■ Textauszug:
::::

Code verändern, ist schwer. Wer kämpft sich schon gern durch einen Dschungel aus Legacy Code? Viel schöner ist die Entwicklung auf einer grünen Wiese. Code neu schreiben, ist demgegenüber leicht.
Wenn es in Projekten knirscht, weil die Last der Brownfield Codes erdrückend ist, ist Neuentwicklung allerdings nur selten eine Option. Der Aufwand wäre gewaltig; dafür gibt es kein Geld und keine Zeit.
Aus dem Morast scheint dann nur der trübe Weg langwieriger Refaktorisierungen zu führen. Wochen und Monate arbeitet sich das Team daran ab. Spaß macht das nicht. Motvierend für andere ist das auch nicht. Wenn die Codebasis an einem solchen Punkt ist, leidet das Produkt unter doppelt schlechter Qualität: nicht nur die des Codes lässt zu wünschen übrig, sehr wahrscheinlich ist auch die Qualität des Teams – oder zumindest seine Attraktivität – suboptimal.
Natürlich kann Software nicht dauernd neu geschrieben werden. Aber wenn es soviel leichter ist, Legacy Code neu zu schreiben, statt ihn zu ändern, warum gibt es dann kein Bemühen, der Leichtigkeit des Greenfield näher zu kommen?
Ich meine, darum sollte sich der Entwurf bemühen. Die Softwarearchitektur sollte die Machbarkeit der Neuentwicklung als nicht-funktionale Anforderung sehen, ohne die Nachhaltigkeit nicht zu erreichen ist.

::::

■ Übungsmaterial:
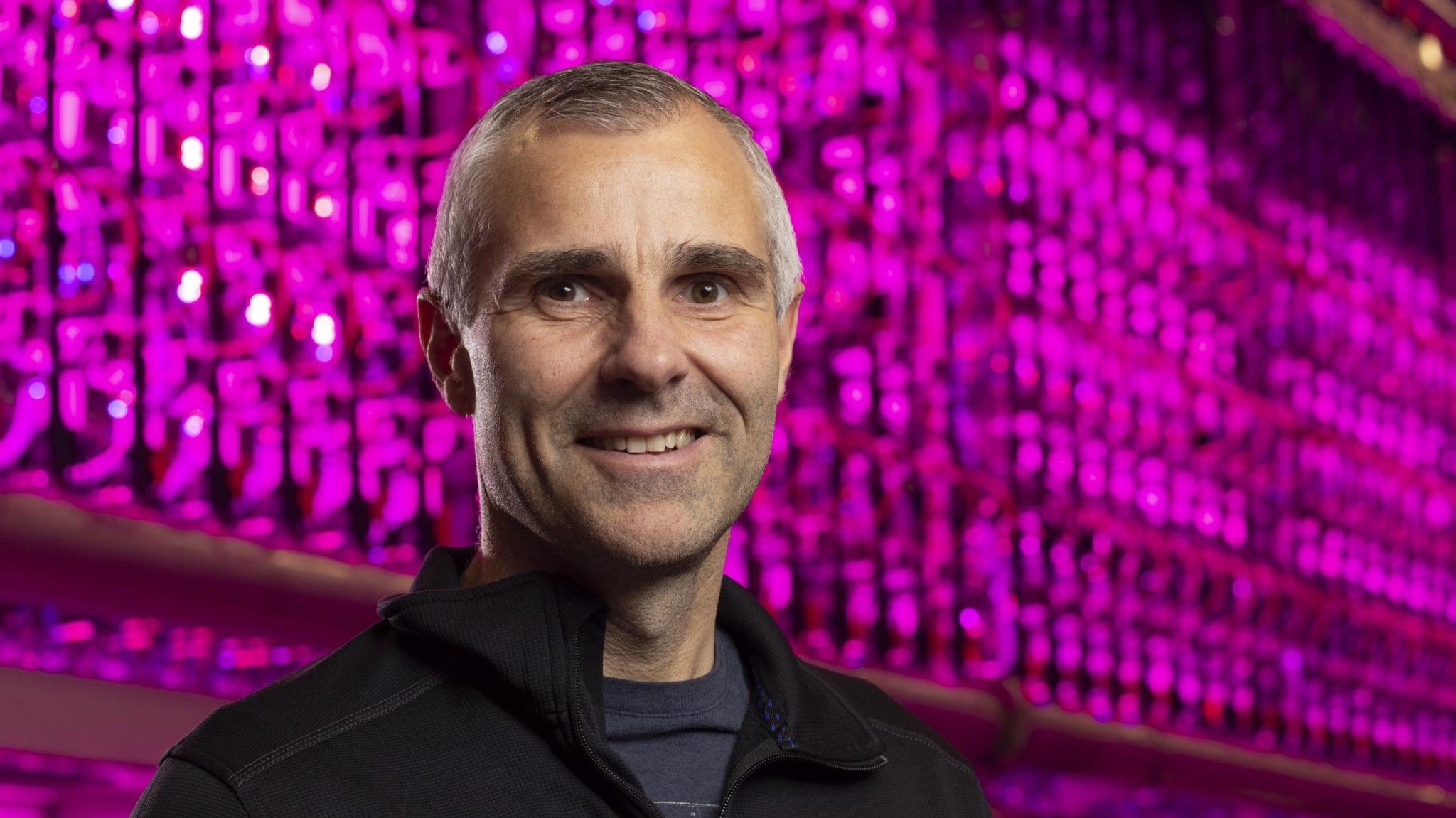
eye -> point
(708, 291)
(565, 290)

::::

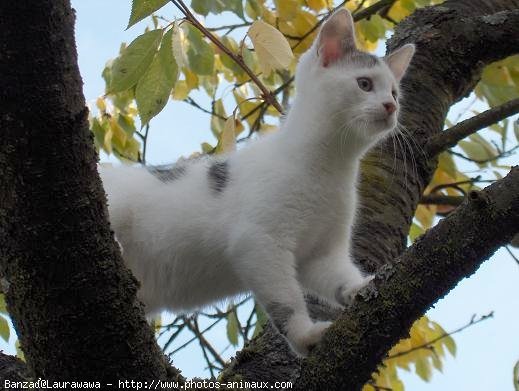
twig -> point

::::

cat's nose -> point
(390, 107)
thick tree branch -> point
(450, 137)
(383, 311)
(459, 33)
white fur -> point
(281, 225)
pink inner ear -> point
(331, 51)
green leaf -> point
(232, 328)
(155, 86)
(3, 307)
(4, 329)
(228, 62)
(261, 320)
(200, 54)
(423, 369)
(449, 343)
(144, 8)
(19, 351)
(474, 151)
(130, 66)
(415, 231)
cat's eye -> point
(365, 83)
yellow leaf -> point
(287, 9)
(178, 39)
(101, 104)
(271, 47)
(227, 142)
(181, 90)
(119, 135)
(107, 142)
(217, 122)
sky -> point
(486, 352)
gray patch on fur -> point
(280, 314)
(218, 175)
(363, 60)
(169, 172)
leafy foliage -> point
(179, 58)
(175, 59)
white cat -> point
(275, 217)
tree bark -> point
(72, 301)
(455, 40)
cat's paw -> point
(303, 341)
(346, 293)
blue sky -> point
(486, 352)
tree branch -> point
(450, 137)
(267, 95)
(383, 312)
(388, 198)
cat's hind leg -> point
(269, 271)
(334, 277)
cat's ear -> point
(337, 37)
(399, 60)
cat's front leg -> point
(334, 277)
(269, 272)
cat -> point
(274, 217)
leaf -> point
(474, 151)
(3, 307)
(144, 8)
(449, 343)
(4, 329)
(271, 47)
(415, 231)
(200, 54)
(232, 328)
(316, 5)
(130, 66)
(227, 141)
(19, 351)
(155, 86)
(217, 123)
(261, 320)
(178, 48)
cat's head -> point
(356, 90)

::::

■ Aufgaben:
A) Beantworte diese Fragen zum Text über Legacy Code:
(i) Warum ist Neuentwicklung laut dem Text nur selten eine Option?
(ii) Welche zwei Arten von Qualität sind laut dem Text schlecht, wenn das Produkt „unter doppelt schlechter Qualität“ leidet?
(iii) Als was sollte die Softwarearchitektur die Machbarkeit der Neuentwicklung sehen?
B) Zähle die Zeilen der Datensätze, in denen die Zeichenfolge "branch" vorkommt, und gib nur die Zahl an. Groß- und Kleinschreibung zählt.

■ Antworten:
A)
(i) Der Aufwand wäre gewaltig, und dafür gibt es kein Geld und keine Zeit.
(ii) Die Qualität des Codes und die Qualität des Teams (oder zumindest seine Attraktivität).
(iii) Als nicht-funktionale Anforderung, ohne die Nachhaltigkeit nicht zu erreichen ist.

B) 2